_Kutipan Sumber_:
┄┄┄┄┄┄

Berdasarkan hasil pencarian penulis, belum ada aturan hukum di Indonesia mengenai transgender. Dilansir dari laman kompasiana.com, UU No. 24 Tahun 2013 tentang Perubahan Atas UU No. 23 Tahun 2006 tentang Administrasi Kependudukan (UU Apen). Dalam Pasal 1 angka 17 UU Apen menyatakan bahwa, "Yang dimaksud dengan peristiwa penting adalah kejadian yang dialami oleh seseorang meliputi kelahiran, kematian, lahir mati, perkawinan, perceraian, pengakuan anak, pengesahan anak, pengangkatan anak, perubahan nama dan perubahan status kewarganegaraan". Dari pemaparan pasal diatas, memang pergantian jenis kelamin tidak masuk dalam kategori peristiwa penting sebagaimana yang dimaksudkan oleh Pasal 1 angka 17 UU Apen. Namun demikian, pergantian jenis kelamin dikenal dalam Pasal 56 ayat (1) UU Apen sebagai "peristiwa penting lainnya". Dalam Penjelasan Pasal 56 ayat (1) UU Apen dinyatakan bahwa "Yang dimaksud dengan Peristiwa Penting lainnya adalah peristiwa yang ditetapkan oleh pengadilan negeri untuk dicatatkan pada Instansi Pelaksana, antara lain perubahan jenis kelamin".

┄┄┄┄┄┄

Entri pelabelan posisi objek:
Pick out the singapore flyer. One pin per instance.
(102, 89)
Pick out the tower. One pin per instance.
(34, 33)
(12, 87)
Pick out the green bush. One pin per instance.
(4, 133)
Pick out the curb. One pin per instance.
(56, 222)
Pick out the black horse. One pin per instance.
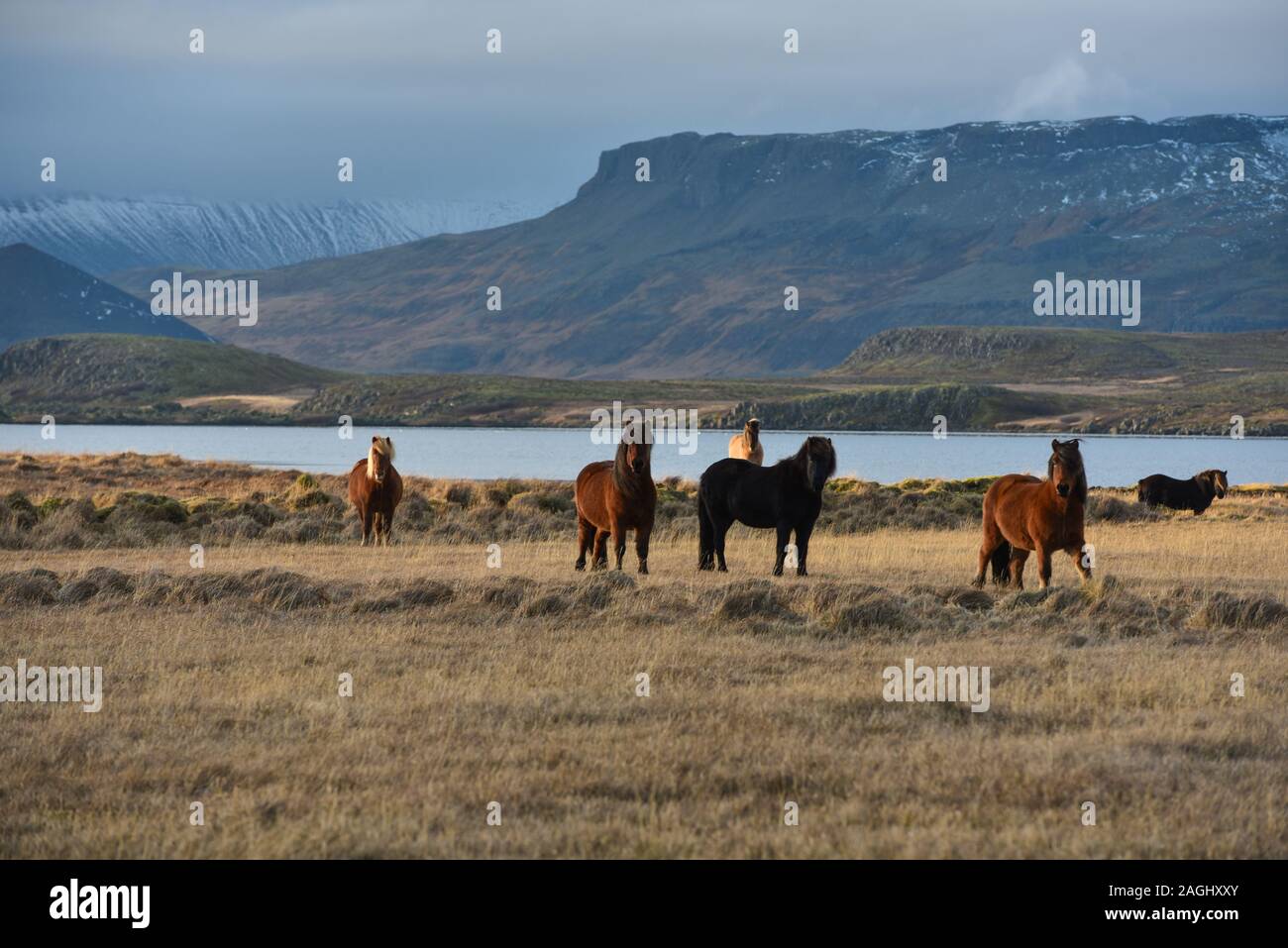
(1197, 493)
(785, 497)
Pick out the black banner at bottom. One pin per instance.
(329, 897)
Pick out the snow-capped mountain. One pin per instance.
(690, 273)
(104, 235)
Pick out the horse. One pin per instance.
(1197, 493)
(1022, 514)
(616, 496)
(375, 489)
(787, 496)
(747, 445)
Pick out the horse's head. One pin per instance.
(819, 459)
(635, 453)
(1218, 480)
(380, 459)
(1065, 471)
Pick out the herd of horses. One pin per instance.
(1022, 514)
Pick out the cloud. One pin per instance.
(1057, 93)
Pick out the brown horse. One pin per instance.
(1024, 514)
(616, 496)
(375, 489)
(747, 445)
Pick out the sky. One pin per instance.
(408, 91)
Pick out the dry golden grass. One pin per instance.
(518, 685)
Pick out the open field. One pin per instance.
(518, 685)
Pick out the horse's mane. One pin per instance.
(385, 447)
(800, 462)
(1080, 485)
(623, 476)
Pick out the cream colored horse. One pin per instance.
(747, 445)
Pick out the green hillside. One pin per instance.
(978, 378)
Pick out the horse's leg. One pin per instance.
(585, 540)
(803, 532)
(992, 540)
(1083, 570)
(1043, 567)
(785, 536)
(618, 541)
(720, 528)
(642, 535)
(1018, 559)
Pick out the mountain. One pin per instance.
(141, 369)
(44, 296)
(686, 274)
(1056, 357)
(106, 236)
(980, 378)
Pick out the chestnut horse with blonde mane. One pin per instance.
(375, 489)
(1022, 514)
(616, 496)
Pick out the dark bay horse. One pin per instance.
(1024, 514)
(1197, 493)
(787, 496)
(375, 489)
(616, 496)
(747, 445)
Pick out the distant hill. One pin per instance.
(44, 296)
(128, 369)
(684, 275)
(110, 235)
(1050, 356)
(1073, 380)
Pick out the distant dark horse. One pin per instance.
(375, 489)
(616, 496)
(1197, 493)
(787, 496)
(1024, 514)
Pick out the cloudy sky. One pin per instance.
(408, 91)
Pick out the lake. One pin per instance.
(561, 453)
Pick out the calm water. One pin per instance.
(559, 454)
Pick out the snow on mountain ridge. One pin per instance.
(103, 235)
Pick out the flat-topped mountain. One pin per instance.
(684, 274)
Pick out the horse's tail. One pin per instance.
(706, 535)
(1001, 561)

┄┄┄┄┄┄

_Daftar Tugas_:
1. Jawab pertanyaan berikut berdasarkan kutipan tentang pergantian jenis kelamin dalam UU Apen.
(a) Pasal dan angka berapa dalam UU Apen yang memuat pengertian peristiwa penting?
(b) Dalam Pasal 56 ayat (1) UU Apen, pergantian jenis kelamin dikenal sebagai apa?
(c) Menurut Penjelasan Pasal 56 ayat (1) UU Apen, peristiwa penting lainnya ditetapkan oleh siapa?
2. Ganti "One pin per instance" dengan "One marker per instance" pada baris data masukan, mulai dari baris yang memuat "Pick out the mountain. One pin per instance." sampai akhir data masukan. Tulis ulang hanya baris-baris tersebut tanpa mengubah bagian lainnya.

_Kunci Jawaban_:
1.
(a) Pasal 1 angka 17.
(b) Sebagai "peristiwa penting lainnya".
(c) Oleh pengadilan negeri.

2.
Pick out the mountain. One marker per instance.
(141, 369)
(44, 296)
(686, 274)
(1056, 357)
(106, 236)
(980, 378)
Pick out the chestnut horse with blonde mane. One marker per instance.
(375, 489)
(1022, 514)
(616, 496)
Pick out the dark bay horse. One marker per instance.
(1024, 514)
(1197, 493)
(787, 496)
(375, 489)
(616, 496)
(747, 445)
Pick out the distant hill. One marker per instance.
(44, 296)
(128, 369)
(684, 275)
(110, 235)
(1050, 356)
(1073, 380)
Pick out the distant dark horse. One marker per instance.
(375, 489)
(616, 496)
(1197, 493)
(787, 496)
(1024, 514)
Pick out the cloudy sky. One marker per instance.
(408, 91)
Pick out the lake. One marker per instance.
(561, 453)
Pick out the calm water. One marker per instance.
(559, 454)
Pick out the snow on mountain ridge. One marker per instance.
(103, 235)
Pick out the flat-topped mountain. One marker per instance.
(684, 274)
Pick out the horse's tail. One marker per instance.
(706, 535)
(1001, 561)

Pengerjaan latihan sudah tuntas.